PROMPT A:
Answer these questions using the interview on watercolor painting:
(i) According to the interview, how does watercolor change as it dries?
(ii) What does squinting help the painter see?
(iii) What did the painter leave out that stood between the painter and the ship?
PROMPT B: Print the part of the interview on watercolor painting starting at "What does a" and ending at "then work backwards.".
PROMPT C: Proceed with the interview on watercolor painting, writing on from its final sentence.

PAGE EXTRACT:

What does a painting need to have from a value standpoint to make it a strong painting?

I think of values as contrast. I ask, where are my darkest darks and lightest lights? Mid tones are everything that happens after the start and before the finish. I will paint around my whites and will put the darkest shadows in after the first initial washes. These dark shadows bring out the forms. I then work backwards.

Watercolor dries lighter so at the end I strengthen all my darks bringing valuable contrast to the paintings. This makes them sing.

 

 

 

What do you more or less take from what you see and what do you translate? Why?

I love to record life and objects as they randomly appear, presented  in combinations in front of me. I have a sense of humor and often see a harmony of subject, pattern, color and light that amuses me.

I do edit non important or unnecessary stuff that does not support my conversation but do this as I draw through each stage. I omit things at the end if it is going to clutter my painting. Squinting at this stage helps see what is needed. I omitted the barbwire that was between me and the ship as an obstruction even though it was there.

(Image-grounded pointing data)
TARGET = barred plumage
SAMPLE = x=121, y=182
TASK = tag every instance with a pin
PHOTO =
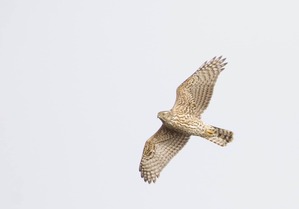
x=183, y=120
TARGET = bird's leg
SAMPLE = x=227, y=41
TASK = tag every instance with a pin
x=209, y=132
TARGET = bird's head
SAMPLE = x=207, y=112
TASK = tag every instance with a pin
x=164, y=116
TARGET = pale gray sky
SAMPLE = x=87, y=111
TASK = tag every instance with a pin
x=81, y=83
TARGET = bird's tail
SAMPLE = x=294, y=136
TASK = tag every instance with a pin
x=221, y=137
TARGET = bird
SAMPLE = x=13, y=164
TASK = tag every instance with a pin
x=184, y=120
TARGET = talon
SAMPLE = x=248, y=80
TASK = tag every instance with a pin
x=210, y=132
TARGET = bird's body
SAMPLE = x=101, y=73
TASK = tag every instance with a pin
x=186, y=124
x=184, y=120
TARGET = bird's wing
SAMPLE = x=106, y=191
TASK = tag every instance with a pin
x=159, y=150
x=194, y=94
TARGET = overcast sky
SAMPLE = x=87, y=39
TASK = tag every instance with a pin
x=81, y=83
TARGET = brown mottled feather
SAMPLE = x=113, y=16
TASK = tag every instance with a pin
x=159, y=150
x=194, y=94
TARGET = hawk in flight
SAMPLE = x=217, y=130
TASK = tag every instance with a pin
x=183, y=120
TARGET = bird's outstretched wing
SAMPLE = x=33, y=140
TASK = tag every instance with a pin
x=159, y=150
x=194, y=94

OUTPUT A:
(i) It dries lighter.
(ii) What is needed.
(iii) The barbwire.

OUTPUT B:
What does a painting need to have from a value standpoint to make it a strong painting?

I think of values as contrast. I ask, where are my darkest darks and lightest lights? Mid tones are everything that happens after the start and before the finish. I will paint around my whites and will put the darkest shadows in after the first initial washes. These dark shadows bring out the forms. I then work backwards.

OUTPUT C:
 

 

 

What are you thinking through when you’re composing a scene? What does a painting need to have on a compositional level to be a strong painting?

When choosing a composition painting outdoors I will take many hours to find the exact scene or subject to paint. It can be very frustrating to not be able to settle.

I must have a gut reaction. I don’t paint anything just because I’m there. I have to feel it and have a reaction or desire and want to paint what I see.

I say I am painting Barbara’s world.

 

 

 

How do you approach color? Do you use only local color or do you change the color for the painting’s sake? How?

Color is a melody. Over the years I have reduced the amount of water I dip into and the intensity of my pigments have increased. That was a self discovery.

I respond to the colors I see but I like to experiment too. Sometimes I paint shadows purple, blue or grey for example. I love painting the blues of the sea and I gravitate to water locations because it makes me very happy puddling in blues.

Generally the subject dictates a real interpretation so my colors tend to be natural for the outdoors however my indoor still life work is a time to experiment.

During Covid 19 lockdown I changed my palette introducing warm yellows, oranges and contrasting purples. It has opened a new exciting door for my recent paintings.

 

 

 

How important is simplification? Or is it enough to just paint everything you see? Why or why not?

I am crazy about perspective and complicated views lure me in. I often look at a scene and ask myself if it is possible to paint what is in front of me. I love a good challenge. There is sport in this for me.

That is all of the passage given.